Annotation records
● ● ● ●
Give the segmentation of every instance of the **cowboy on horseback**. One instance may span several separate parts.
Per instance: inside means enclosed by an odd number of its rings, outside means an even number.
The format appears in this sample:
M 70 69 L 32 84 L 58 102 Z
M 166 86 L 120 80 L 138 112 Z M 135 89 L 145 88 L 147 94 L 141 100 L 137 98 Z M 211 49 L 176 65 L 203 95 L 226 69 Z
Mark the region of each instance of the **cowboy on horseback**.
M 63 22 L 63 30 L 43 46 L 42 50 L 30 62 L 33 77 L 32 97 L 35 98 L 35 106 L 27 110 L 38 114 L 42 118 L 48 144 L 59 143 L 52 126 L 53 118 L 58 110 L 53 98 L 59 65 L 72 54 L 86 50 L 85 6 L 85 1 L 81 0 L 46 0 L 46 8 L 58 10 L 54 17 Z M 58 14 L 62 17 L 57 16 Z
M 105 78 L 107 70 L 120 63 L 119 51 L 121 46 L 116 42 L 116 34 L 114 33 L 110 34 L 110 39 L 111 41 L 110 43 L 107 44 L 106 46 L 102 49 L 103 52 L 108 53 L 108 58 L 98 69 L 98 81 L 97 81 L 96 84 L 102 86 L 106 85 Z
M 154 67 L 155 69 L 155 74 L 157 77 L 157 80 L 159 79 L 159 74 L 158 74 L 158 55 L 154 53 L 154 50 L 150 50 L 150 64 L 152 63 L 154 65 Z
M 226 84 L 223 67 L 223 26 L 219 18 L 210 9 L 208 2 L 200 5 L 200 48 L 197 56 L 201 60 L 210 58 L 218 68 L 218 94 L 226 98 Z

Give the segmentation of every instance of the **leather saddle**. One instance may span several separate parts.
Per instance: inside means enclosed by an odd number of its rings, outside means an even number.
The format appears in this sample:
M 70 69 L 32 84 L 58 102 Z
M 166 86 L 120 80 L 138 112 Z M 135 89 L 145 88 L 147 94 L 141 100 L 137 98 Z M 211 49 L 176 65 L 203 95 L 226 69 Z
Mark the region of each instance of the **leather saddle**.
● ● ● ●
Aim of the exercise
Rewrite the listing above with every "leather saddle" changed to "western saddle" and everything else left unchanged.

Correct result
Give the segmentation of every instance of the **cowboy on horseback**. One instance may span several separate parts.
Per instance: inside means enclosed by an odd number of its rings, outside means an even number.
The format appears in this sample:
M 70 69 L 32 84 L 58 102 Z
M 166 86 L 120 80 L 138 112 Z M 135 89 L 145 88 L 147 94 L 141 100 L 137 98 Z M 211 49 L 176 65 L 203 95 L 226 69 Z
Mark the region of each instance of the **cowboy on horseback**.
M 63 22 L 63 30 L 43 46 L 42 50 L 30 62 L 33 77 L 32 97 L 35 98 L 35 106 L 27 110 L 38 114 L 42 118 L 48 144 L 59 143 L 52 126 L 53 118 L 58 110 L 53 98 L 59 65 L 72 54 L 86 50 L 85 6 L 85 1 L 81 0 L 46 0 L 46 8 L 58 10 L 54 17 Z M 58 14 L 62 17 L 57 16 Z
M 105 78 L 107 70 L 120 63 L 119 51 L 121 46 L 116 42 L 116 34 L 114 33 L 110 34 L 110 39 L 111 41 L 110 43 L 107 44 L 106 46 L 102 49 L 103 52 L 108 53 L 108 58 L 98 69 L 98 81 L 97 81 L 96 84 L 102 86 L 106 85 Z
M 154 67 L 155 69 L 155 74 L 157 77 L 157 80 L 159 79 L 159 74 L 158 74 L 158 55 L 154 53 L 154 50 L 150 50 L 150 64 L 152 63 L 154 65 Z
M 226 84 L 223 67 L 223 26 L 219 18 L 210 9 L 208 2 L 200 5 L 200 48 L 197 56 L 201 60 L 210 58 L 218 68 L 218 94 L 226 98 Z

Give the segmentation of every instance of the **western saddle**. One instance may span several separate parts.
Per instance: inside means enclosed by an odd number of its rings, outside means an even number.
The format appears in this sample:
M 70 69 L 32 84 L 58 102 Z
M 166 86 L 120 80 L 138 112 Z M 135 89 L 145 88 L 147 94 L 141 100 L 137 98 Z M 211 49 L 176 65 L 203 95 L 226 69 Z
Mark the region of each instance of the **western saddle**.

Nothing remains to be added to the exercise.